:: Records shown

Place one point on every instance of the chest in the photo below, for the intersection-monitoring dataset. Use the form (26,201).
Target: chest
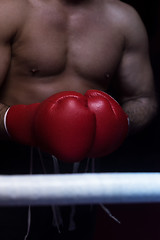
(54,39)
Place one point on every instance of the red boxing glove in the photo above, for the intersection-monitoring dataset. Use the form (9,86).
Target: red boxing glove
(69,125)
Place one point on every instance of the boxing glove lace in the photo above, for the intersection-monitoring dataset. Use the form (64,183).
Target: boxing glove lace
(70,125)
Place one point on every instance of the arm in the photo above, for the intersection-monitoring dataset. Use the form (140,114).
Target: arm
(135,82)
(7,31)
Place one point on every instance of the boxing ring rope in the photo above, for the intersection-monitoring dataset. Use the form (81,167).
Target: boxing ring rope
(88,188)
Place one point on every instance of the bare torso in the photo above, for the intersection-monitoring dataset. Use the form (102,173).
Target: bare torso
(59,45)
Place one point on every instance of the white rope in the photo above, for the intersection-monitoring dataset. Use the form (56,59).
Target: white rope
(68,189)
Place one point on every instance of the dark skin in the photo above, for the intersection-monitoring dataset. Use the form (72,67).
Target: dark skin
(56,45)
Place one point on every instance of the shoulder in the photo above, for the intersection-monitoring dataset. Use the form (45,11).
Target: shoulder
(12,14)
(127,20)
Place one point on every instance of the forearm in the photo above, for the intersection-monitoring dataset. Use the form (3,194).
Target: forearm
(141,112)
(3,134)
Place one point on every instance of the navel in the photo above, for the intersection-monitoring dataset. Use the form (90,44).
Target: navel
(107,75)
(34,70)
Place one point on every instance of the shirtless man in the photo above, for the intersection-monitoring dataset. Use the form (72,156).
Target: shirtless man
(51,46)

::::

Goal of the exercise
First drop every picture, then print the data above exactly as it stands.

Answer section
Place one point on every instance of the chest in the photo below, for the intersection-monitoring dataset. Use the form (26,201).
Target: chest
(54,39)
Place one point on every instance of the red boxing glove in the photo above, for the intersection-monitoring dataset. Use the form (9,86).
Target: red boxing glove
(69,125)
Place one point on every instance of the boxing glove lace in the photo above, for the intersection-monitoring dataset. Use the form (64,183).
Target: boxing glove lace
(70,125)
Place one point on every instance of the arm in the photo above, for the intersection-monitoring dataset. Use the form (140,114).
Target: arm
(135,82)
(7,31)
Place one point on every instance of the boxing ring rope in the photo above, for the intersection-monitoring dataset. Use the form (81,167).
Target: boxing ring rope
(88,188)
Place one point on every instance of the bare torso in the photo above, for the intersection-monitoring dataset. Use the form (102,173).
Target: bare torso
(59,45)
Place one point on every instance of the white rope in the photo above, for the intersection-monitoring dataset. Use the form (56,59).
Target: white rope
(68,189)
Place one point on every instance of the dark skin in the photo above, for the intersection-monitoring dataset. Use the form (72,67).
Target: dark skin
(56,45)
Place one point on every instance of the shoulder in the photo above, for the intersection-monitoring dataset. Use the form (45,11).
Target: shoulder
(12,14)
(127,20)
Place one point on every instance of the forearm in the photo above, for the intersection-monitoring dataset. Use the form (3,194).
Target: forearm
(141,112)
(3,134)
Place one point on every instance of the navel in the photo above, for the intersection-monitoring dataset. Use the form (90,44).
Target: navel
(107,75)
(34,70)
Place one point on every instance of the shirtless man in the photo above, for the intersection-monitoring dataset. Use the form (72,156).
Target: shirtless man
(51,46)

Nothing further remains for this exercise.